- **What to do**
Lines in the listing below that hold "stadium" are the ones to copy.

- **Data records**
----------------------------------------

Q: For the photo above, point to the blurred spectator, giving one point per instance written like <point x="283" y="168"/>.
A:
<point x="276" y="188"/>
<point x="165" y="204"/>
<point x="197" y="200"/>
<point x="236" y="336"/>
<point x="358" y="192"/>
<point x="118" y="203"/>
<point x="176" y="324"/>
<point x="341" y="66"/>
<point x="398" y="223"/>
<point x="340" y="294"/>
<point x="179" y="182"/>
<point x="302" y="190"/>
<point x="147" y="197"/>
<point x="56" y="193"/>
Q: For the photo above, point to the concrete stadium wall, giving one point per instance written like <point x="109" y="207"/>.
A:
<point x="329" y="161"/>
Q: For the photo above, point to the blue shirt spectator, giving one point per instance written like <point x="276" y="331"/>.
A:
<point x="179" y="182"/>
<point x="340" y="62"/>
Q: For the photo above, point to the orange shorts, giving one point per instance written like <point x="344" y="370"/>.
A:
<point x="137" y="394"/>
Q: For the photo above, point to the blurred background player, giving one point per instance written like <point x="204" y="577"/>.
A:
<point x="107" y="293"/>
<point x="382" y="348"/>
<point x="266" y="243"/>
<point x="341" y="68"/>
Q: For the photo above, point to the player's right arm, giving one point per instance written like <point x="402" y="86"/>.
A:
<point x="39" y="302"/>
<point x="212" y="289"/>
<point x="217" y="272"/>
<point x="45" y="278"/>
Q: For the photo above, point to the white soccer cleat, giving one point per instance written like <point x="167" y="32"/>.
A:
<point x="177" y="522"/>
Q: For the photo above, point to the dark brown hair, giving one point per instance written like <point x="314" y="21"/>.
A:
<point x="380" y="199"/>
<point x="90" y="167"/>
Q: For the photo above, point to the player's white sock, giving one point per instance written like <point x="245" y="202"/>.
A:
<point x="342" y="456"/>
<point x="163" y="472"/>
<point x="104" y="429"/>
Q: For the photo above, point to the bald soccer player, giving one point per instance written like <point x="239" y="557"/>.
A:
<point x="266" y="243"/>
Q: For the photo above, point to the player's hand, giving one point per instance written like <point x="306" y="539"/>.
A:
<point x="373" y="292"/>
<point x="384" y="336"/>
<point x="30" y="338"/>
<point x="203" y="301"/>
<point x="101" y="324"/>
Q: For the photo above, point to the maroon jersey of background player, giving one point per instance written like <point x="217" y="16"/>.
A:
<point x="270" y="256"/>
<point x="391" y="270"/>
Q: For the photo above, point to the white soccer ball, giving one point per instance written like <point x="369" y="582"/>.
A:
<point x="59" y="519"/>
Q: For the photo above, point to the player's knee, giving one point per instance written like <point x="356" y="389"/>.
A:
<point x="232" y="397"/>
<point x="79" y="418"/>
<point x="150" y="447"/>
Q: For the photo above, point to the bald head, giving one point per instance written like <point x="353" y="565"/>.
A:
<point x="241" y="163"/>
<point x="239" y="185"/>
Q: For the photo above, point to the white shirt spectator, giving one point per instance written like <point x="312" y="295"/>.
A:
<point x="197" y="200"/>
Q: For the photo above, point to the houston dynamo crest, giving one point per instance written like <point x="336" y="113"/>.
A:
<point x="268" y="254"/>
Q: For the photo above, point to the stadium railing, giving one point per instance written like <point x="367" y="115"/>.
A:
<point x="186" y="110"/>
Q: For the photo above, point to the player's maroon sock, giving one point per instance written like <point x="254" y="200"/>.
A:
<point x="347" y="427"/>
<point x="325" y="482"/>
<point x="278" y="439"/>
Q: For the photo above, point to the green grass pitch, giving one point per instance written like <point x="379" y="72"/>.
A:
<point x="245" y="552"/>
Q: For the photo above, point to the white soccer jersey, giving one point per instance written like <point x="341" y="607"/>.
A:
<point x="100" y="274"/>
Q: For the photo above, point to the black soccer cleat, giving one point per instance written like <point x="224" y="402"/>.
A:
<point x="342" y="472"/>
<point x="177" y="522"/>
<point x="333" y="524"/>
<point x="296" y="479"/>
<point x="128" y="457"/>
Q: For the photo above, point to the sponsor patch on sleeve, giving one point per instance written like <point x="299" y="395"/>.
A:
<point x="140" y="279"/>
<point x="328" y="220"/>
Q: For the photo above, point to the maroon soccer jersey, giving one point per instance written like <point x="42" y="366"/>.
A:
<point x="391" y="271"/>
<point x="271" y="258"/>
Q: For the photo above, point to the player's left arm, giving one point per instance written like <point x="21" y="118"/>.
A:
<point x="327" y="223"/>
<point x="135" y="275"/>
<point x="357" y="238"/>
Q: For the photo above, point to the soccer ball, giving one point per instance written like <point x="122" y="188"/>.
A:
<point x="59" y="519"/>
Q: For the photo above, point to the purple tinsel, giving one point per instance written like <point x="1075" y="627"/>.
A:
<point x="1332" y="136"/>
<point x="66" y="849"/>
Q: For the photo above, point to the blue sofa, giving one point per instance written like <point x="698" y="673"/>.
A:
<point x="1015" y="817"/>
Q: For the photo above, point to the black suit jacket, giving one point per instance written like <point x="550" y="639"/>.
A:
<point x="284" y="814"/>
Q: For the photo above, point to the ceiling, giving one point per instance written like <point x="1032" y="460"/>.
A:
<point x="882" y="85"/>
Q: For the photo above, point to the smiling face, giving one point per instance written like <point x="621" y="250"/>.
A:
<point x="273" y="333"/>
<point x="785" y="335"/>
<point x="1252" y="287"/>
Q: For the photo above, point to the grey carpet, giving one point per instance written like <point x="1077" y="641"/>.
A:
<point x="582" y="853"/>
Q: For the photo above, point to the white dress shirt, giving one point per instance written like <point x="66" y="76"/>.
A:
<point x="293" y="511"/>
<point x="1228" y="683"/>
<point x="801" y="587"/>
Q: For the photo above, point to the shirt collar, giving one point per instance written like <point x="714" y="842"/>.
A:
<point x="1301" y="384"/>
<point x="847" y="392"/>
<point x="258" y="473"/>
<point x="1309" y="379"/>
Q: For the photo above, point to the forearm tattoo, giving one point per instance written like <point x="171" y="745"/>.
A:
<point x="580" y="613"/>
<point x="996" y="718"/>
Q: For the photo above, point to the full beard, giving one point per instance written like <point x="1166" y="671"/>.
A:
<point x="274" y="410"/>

----------------------------------------

- **The answer**
Q: For the photo above, point to the concrete stadium wall, giving one point per instance written like <point x="109" y="207"/>.
Q: For the photo above, point to the stadium railing, giving one point per instance written like <point x="367" y="115"/>.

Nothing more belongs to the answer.